▶ _Selection_

* Begin *

UNITED STATES

SECURITIES AND EXCHANGE COMMISSION

Washington, D.C. 20549

 

 

 

FORM 8-K

 

CURRENT REPORT

 

Pursuant to Section 13 or 15(d) of the Securities Exchange Act of 1934

 

 

 

Date of Report (Date of earliest event reported): April 10, 2015

 

Pershing Gold Corporation

(exact name of registrant as specified in its charter)

 

Nevada   000-54710   26-0657736
(State or other jurisdiction of incorporation)   (Commission File Number)   (IRS Employer Identification No.)

 

1658 Cole Boulevard

Building 6 – Suite 210

Lakewood, Colorado

  80401
(Address of principal executive offices)   (Zip Code)

 

Registrant’s telephone number, including area code: (720) 974-7248

 

 
  (Former name or former address, if changed since last report)  

 

Check the appropriate box below if the Form 8-K filing is intended to simultaneously satisfy the filing obligation of the registrant under any of the following provisions:

 

¨Written communications pursuant to Rule 425 under the Securities Act (17 CFR 230.425)

 

¨Soliciting material pursuant to Rule 14a-12 under the Exchange Act (17 CFR 240.14a-12)

 

¨Pre-commencement communications pursuant to Rule 14d-2(b) under the Exchange Act (17 CFR 240.14d-2(b))

 

¨Pre-commencement communications pursuant to Rule 13e-4 (c) under the Exchange Act (17 CFR 240.13e-4(c))

 

 

 
 

 

Item 1.01 Entry into a Material Definitive Agreement

 

Subscription Agreements, Placement Agency Agreement, Registration Rights Agreement, and Warrants

 

On April 10, 2015, Pershing Gold Corporation (the “Company”) issued 29,740,001 Units, with each Unit comprised of one share (the “Unit Shares”) of the Company’s common stock, par value $0.0001 per share (“Common Stock”) and a 24 month warrant (the “Warrant”) to purchase 0.4 of a share of Common Stock (the “Warrant Shares”) at an exercise price of $0.44, for a total of 29,740,001 shares of Common Stock and Warrants to acquire an additional 11,895,968 shares of Common Stock. The gross proceeds totaled approximately $9.6 million.

* End *

▶ _Supplied records_

* Begin *

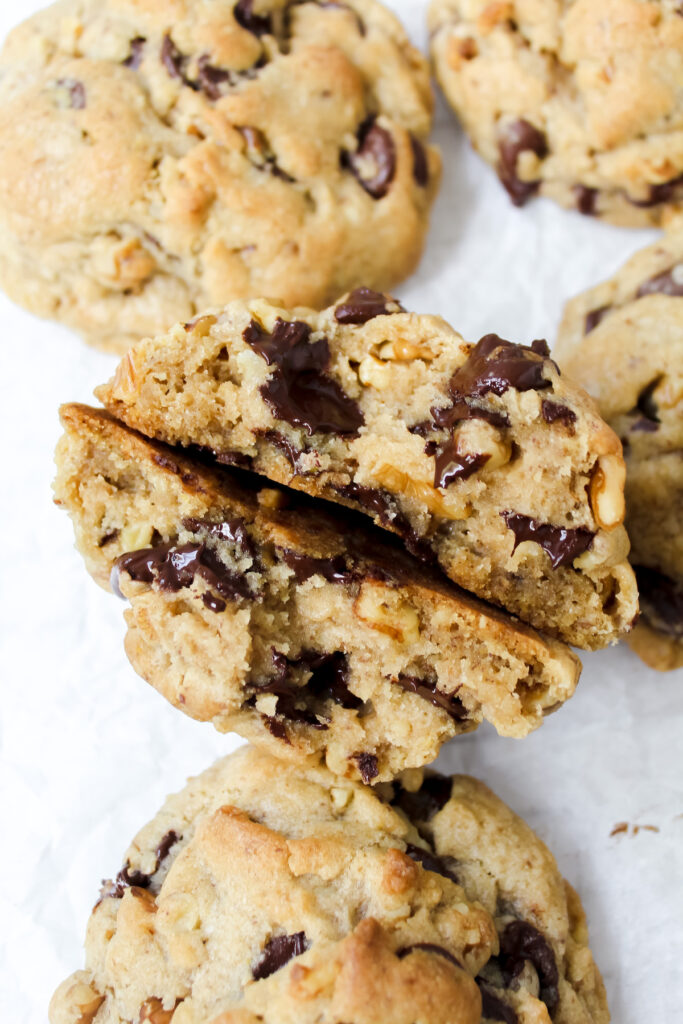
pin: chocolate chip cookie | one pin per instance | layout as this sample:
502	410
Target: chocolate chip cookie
305	630
579	101
480	457
156	159
624	341
263	893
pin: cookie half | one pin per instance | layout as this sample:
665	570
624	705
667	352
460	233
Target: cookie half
579	101
302	629
481	457
263	893
624	341
156	159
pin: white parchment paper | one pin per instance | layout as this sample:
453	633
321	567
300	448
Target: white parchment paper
88	751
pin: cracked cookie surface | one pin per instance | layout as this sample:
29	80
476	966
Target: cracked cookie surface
480	457
263	893
575	99
157	158
301	627
623	340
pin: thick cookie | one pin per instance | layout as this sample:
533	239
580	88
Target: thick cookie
481	457
581	101
624	341
157	158
304	630
263	893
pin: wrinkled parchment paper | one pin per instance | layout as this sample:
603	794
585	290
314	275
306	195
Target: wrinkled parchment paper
88	751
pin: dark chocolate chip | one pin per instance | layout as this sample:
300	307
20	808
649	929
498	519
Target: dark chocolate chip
496	365
594	317
333	569
662	284
136	53
665	193
586	200
174	567
553	412
519	136
428	689
561	543
429	947
431	862
298	390
77	94
494	1009
363	305
422	805
520	942
420	162
451	465
660	601
368	766
279	951
374	163
258	25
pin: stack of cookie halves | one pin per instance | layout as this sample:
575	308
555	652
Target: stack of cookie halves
345	534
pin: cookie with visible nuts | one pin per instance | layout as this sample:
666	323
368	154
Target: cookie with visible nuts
266	893
578	101
624	342
156	159
480	457
301	628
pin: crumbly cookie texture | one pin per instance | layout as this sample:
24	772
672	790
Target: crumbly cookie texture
578	100
624	342
308	632
264	893
481	457
158	158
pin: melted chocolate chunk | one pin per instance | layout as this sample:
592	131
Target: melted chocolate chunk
136	53
663	284
422	805
561	543
288	448
648	408
429	947
660	601
451	465
495	365
427	689
659	194
594	317
363	305
329	680
374	163
210	79
76	90
494	1009
420	163
174	567
553	412
384	507
431	862
279	951
586	200
304	566
258	25
368	766
521	941
298	390
520	136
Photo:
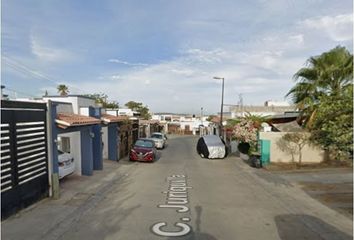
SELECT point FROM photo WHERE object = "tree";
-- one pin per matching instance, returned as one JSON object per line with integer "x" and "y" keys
{"x": 63, "y": 90}
{"x": 137, "y": 106}
{"x": 333, "y": 125}
{"x": 298, "y": 140}
{"x": 325, "y": 75}
{"x": 101, "y": 98}
{"x": 210, "y": 117}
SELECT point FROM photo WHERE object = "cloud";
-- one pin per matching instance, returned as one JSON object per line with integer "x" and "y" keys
{"x": 188, "y": 79}
{"x": 46, "y": 53}
{"x": 126, "y": 63}
{"x": 338, "y": 28}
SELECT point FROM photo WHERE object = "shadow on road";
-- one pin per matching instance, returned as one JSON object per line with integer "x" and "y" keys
{"x": 297, "y": 226}
{"x": 271, "y": 178}
{"x": 197, "y": 234}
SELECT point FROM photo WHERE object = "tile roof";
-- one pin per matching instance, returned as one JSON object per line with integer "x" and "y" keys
{"x": 107, "y": 118}
{"x": 65, "y": 120}
{"x": 149, "y": 121}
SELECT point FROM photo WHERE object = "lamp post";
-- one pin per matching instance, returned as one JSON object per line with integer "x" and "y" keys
{"x": 222, "y": 103}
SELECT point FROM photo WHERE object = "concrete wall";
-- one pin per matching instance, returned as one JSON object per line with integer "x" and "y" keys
{"x": 76, "y": 101}
{"x": 310, "y": 154}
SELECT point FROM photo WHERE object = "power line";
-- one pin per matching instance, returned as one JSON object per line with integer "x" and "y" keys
{"x": 20, "y": 67}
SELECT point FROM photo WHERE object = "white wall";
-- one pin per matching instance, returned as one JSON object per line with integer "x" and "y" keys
{"x": 310, "y": 154}
{"x": 76, "y": 101}
{"x": 75, "y": 149}
{"x": 105, "y": 142}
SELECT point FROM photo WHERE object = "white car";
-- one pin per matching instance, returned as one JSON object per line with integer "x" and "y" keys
{"x": 66, "y": 164}
{"x": 159, "y": 139}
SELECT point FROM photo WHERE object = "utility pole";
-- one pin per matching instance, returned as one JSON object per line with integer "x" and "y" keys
{"x": 222, "y": 105}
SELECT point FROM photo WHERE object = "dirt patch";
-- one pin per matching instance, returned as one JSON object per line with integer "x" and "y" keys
{"x": 333, "y": 187}
{"x": 308, "y": 166}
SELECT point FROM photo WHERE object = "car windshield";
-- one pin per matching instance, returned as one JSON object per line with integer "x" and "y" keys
{"x": 156, "y": 136}
{"x": 144, "y": 143}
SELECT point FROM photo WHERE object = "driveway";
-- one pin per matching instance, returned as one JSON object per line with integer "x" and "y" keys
{"x": 332, "y": 187}
{"x": 180, "y": 196}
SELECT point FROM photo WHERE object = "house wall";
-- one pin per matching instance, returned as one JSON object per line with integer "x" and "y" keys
{"x": 75, "y": 149}
{"x": 310, "y": 154}
{"x": 76, "y": 101}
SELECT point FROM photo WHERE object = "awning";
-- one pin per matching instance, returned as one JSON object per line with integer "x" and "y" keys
{"x": 107, "y": 118}
{"x": 65, "y": 120}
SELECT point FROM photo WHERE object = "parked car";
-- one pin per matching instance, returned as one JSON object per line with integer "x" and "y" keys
{"x": 159, "y": 139}
{"x": 211, "y": 146}
{"x": 143, "y": 150}
{"x": 66, "y": 164}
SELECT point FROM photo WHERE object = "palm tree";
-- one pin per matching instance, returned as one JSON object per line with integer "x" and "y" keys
{"x": 328, "y": 74}
{"x": 63, "y": 90}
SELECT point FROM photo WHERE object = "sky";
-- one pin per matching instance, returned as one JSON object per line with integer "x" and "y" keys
{"x": 165, "y": 53}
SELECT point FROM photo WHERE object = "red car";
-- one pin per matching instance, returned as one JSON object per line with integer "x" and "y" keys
{"x": 143, "y": 150}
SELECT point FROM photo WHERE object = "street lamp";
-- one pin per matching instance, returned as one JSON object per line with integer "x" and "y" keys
{"x": 222, "y": 103}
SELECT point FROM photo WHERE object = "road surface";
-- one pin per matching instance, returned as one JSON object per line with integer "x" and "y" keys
{"x": 182, "y": 196}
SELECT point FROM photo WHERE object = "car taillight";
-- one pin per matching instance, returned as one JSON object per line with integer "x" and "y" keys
{"x": 148, "y": 153}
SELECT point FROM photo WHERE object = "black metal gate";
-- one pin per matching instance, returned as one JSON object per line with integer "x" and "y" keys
{"x": 24, "y": 158}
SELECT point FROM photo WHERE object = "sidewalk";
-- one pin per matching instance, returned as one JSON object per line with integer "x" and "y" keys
{"x": 49, "y": 219}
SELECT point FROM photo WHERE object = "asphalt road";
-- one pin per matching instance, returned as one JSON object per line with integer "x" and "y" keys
{"x": 182, "y": 196}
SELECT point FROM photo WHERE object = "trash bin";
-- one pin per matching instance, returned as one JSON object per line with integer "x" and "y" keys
{"x": 265, "y": 152}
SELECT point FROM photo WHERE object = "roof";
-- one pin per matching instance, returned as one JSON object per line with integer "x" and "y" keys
{"x": 141, "y": 121}
{"x": 69, "y": 95}
{"x": 107, "y": 118}
{"x": 65, "y": 120}
{"x": 288, "y": 127}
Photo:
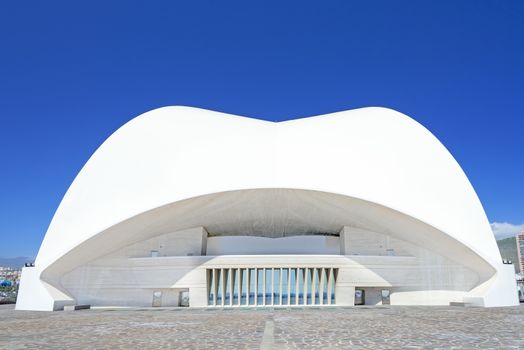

* End *

▶ _Objectives_
1. Answer each of the following from the Pershing Gold filing:
(a) What is the date of the earliest event reported?
(b) In which state is the company incorporated?
(c) What is the exercise price of each Warrant?
2. Summarize the Pershing Gold filing in two sentences.
3. Carry the Pershing Gold Form 8-K forward from the point where it stops.

▶ _Expected answers_
1.
(a) April 10, 2015
(b) Nevada
(c) $0.44

2. Pershing Gold Corporation, a Nevada company with principal executive offices in Lakewood, Colorado, filed a Form 8-K current report with a report date of April 10, 2015. On that date, it issued 29,740,001 Units, each made up of one share of common stock and a 24-month warrant to buy 0.4 of a share at $0.44, for gross proceeds of about $9.6 million.

3.
 

The Units were issued pursuant to subscription agreements (the “Subscription Agreements”) entered into on April 10, 2015 between the Company and certain accredited investors. The Subscription Agreements contain customary terms and conditions including, among other things, terms of the subscription and investor representations and warranties. The Company also entered into a Placement Agency Agreement with a FINRA broker dealer on April 10, 2015. The Placement Agency Agreement permits the sale of up to $15 million of Units until April 21, 2015 and contains customary terms and conditions including, among other things, representations and warranties by the Company and the placement agent, closing deliveries, and indemnification.

 

The Warrants sold as part of the Units are exercisable immediately at an exercise price of $0.44 per share of Common Stock, subject to adjustment in the event of stock dividends, recapitalizations or certain other transactions. The Warrants will expire on April 10, 2017.

 

In connection with the private placement, the Company and the investors entered into a registration rights agreement dated April 10, 2015 (the “Registration Rights Agreement”) which requires the Company, at any time after May 25, 2015 to file a registration statement under the Securities Act of 1933, as amended, to register the resale of the Common Stock issued as part of the Units and the Common Stock issuable upon the exercise of the Warrants. The Registration Rights Agreement also contains piggyback registration rights requiring the Company to include such holders’ shares of Common Stock under certain circumstances in future registration statements that may be filed by the Company.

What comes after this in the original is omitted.